* [Stated exercise a]: Reproduce the lines of the listing below word for word, starting at the line that contains "of the toddler" and ending with the listing's final line.
[START Text extract]
Sunday, June 29, 2014

8 ways to control spending and start saving

Source: timesofindia: 

The biggest challenge for young investors is to control spending. Here are eight ways you can transform from a spender to a saver.



You may have landed yourself a good job, earn a fat salary and have a bright future. Yet, none of this is quite evident when you look at your savings . This is not a one-off case and you are not the only one to have not paid heed to saving for the future. Young people often find it difficult to save in the initial years of their careers. Studies reveal that discretionary spending can be as high as 18-20 % of the income for young people. A 2011 study by Assocham revealed that almost 35% of the urban youth spend up to 5,000 a month on clothing alone. This is one of the reasons most young people have such low savings . "Gen Y usually focuses on their EMIs, but ignores their SIPs. They want to splurge on the latest smartphones and the newest cars but not save for their future," says Sudipto Roy, business head, Principal Retirement Advisors.

Discipline and self-regulation are the cornerstones of a successful investment plan. We know it is difficult to salt away money when everyone around you is spending as if there is no tomorrow. There is tremendous peer pressure and even the most level-headed youngsters can stumble. Our cover story this week looks at 8 secret mantras that can help transform a spendthrift into a saver.



MANTRA #1 

Save before you spend 

Many people are not able to save enough because they don't have anything left after all their expenses. Their financial equation is: Income - Expenses = Savings . Legendary investor Warren Buffett offers a simple solution. He says the equation should be changed to Income - Savings = Expenses. Instead of saving what is left after expenses, you should spend what is left after you are done with your savings for the month.
We know controlling expenses is easier said than done. However hard you may try, there will be some expense that will gobble up the surplus and prevent you from saving. The solution lies in automating your savings. If you give an ECS mandate to your bank for an SIP, the money will automatically flow into your mutual fund even before you can withdraw it. Ideally, the savings should flow into an investment option that does not allow easy withdrawals. This is one of the reasons that make the Provident Fund such an effective tool for long-term savings. Every month, the employee's contribution is deducted from the salary and deposited into his PF account. The money keeps growing till the person retires. He can access the corpus before retirement only in certain circumstances.

MANTRA #2 

Wait before you splurge 

The urge to buy something you like can be overwhelming. Easy financing options and plastic money prevent an individual from distinguishing his wants from his needs. Whenever you want to buy something expensive but not essential , follow the 30-day rule. Just postpone the purchase by 30 days. During that period, think hard whether you really want the item. At the end of the month, if you still want to buy it, go ahead and purchase it. However, if the item was not really essential, you will get over the urge to buy and will probably junk the idea. This simple rule works very effectively in case of gadgets, apparel, footwear and accessories. It's also not very difficult to follow because you don't actually deny yourself the item. You merely postpone the purchase by a month. As a fringe benefit, you also get to research the item over the next 30 days. There is another guideline that can help you know the difference between wants and needs. The 30-minute rule says that if you are unlikely to use an item for a least 30 minutes a day on average , you should not buy it. The fancy coffee maker is really no use if you take it out once a month. Of course, this rule is only for gadgets and appliances and should not apply to other essential household items.
[END Text extract]
[START Given information]
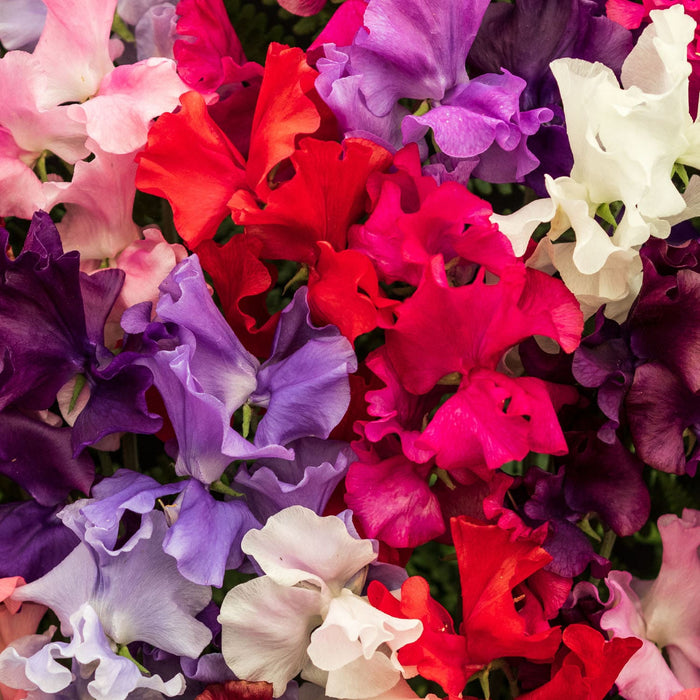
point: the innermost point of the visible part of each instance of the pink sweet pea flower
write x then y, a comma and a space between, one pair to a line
16, 620
663, 613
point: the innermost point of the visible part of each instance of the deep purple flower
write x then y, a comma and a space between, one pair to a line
51, 324
524, 38
407, 49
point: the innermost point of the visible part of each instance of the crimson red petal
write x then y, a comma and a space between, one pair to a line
190, 162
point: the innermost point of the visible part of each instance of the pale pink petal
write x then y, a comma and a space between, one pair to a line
282, 549
99, 201
670, 605
74, 47
21, 191
118, 117
347, 645
35, 123
265, 630
646, 676
146, 262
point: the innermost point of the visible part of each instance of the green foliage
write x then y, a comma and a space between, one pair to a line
259, 24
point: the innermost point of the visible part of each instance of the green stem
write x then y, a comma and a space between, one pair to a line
79, 384
123, 650
247, 415
221, 487
608, 543
130, 452
121, 30
41, 167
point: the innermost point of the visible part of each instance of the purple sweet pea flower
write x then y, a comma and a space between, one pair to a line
662, 403
33, 540
205, 375
51, 323
524, 38
395, 55
308, 480
39, 457
206, 378
135, 596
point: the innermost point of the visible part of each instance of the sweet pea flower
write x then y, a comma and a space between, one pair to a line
305, 614
663, 613
625, 140
104, 603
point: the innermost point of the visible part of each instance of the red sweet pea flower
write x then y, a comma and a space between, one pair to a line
319, 203
190, 162
494, 572
237, 690
241, 281
588, 671
439, 654
344, 291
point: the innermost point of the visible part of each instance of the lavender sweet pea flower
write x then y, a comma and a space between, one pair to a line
205, 375
137, 595
308, 480
524, 38
21, 23
209, 375
395, 55
33, 540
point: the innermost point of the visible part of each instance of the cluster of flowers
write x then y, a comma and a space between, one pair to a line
376, 361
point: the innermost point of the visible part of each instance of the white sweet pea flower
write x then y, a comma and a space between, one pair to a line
305, 615
626, 140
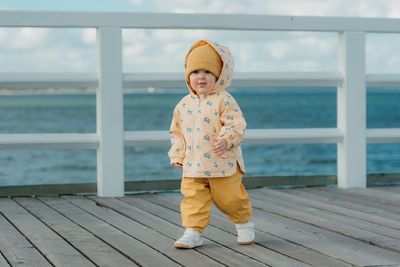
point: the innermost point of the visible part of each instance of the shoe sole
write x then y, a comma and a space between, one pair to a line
246, 243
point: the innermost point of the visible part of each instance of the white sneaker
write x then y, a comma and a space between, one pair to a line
245, 233
190, 239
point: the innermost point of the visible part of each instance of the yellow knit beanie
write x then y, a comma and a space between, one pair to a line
203, 58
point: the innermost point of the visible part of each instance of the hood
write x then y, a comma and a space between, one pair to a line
228, 64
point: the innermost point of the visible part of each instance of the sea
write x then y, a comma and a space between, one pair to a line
291, 108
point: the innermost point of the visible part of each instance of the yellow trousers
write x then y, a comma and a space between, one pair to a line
227, 193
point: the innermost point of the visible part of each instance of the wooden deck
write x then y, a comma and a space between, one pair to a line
296, 227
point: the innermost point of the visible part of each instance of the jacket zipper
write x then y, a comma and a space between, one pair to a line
194, 137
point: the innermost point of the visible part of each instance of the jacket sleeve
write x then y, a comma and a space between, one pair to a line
233, 123
177, 152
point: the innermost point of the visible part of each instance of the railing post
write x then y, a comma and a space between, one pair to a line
110, 155
351, 111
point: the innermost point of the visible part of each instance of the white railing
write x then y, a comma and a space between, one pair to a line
350, 134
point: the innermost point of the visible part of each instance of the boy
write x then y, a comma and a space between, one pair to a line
206, 130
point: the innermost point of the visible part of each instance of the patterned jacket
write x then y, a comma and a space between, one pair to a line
198, 120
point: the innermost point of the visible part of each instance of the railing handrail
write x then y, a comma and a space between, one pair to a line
195, 21
351, 133
175, 79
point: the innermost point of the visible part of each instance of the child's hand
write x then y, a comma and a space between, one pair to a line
177, 164
220, 146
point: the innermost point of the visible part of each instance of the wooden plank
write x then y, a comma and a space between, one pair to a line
127, 245
328, 243
210, 248
88, 244
16, 248
287, 249
311, 237
3, 261
385, 198
336, 205
395, 189
221, 236
370, 201
51, 245
142, 232
160, 185
354, 228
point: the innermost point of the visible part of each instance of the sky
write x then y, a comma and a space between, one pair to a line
74, 50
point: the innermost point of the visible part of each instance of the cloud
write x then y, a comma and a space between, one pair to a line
163, 50
136, 2
22, 38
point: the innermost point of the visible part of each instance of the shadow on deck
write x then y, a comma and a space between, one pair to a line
295, 227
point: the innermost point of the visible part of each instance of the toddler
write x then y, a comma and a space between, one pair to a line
206, 130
[END Given information]
* [Stated exercise b]:
Answer these questions from the article on controlling spending and saving:
(i) What share of urban youth, according to the 2011 Assocham study, spend up to 5,000 a month on clothing alone?
(ii) What equation does Warren Buffett say savers should use instead of Income - Expenses = Savings?
(iii) Under the 30-minute rule, how much must an item likely be used before it is worth buying?

* [Solution a]:
point: the innermost point of the visible part of each instance of the toddler
write x then y, a comma and a space between, one pair to a line
206, 130

* [Solution b]:
(i) Almost 35%.
(ii) Income - Savings = Expenses.
(iii) At least 30 minutes a day on average.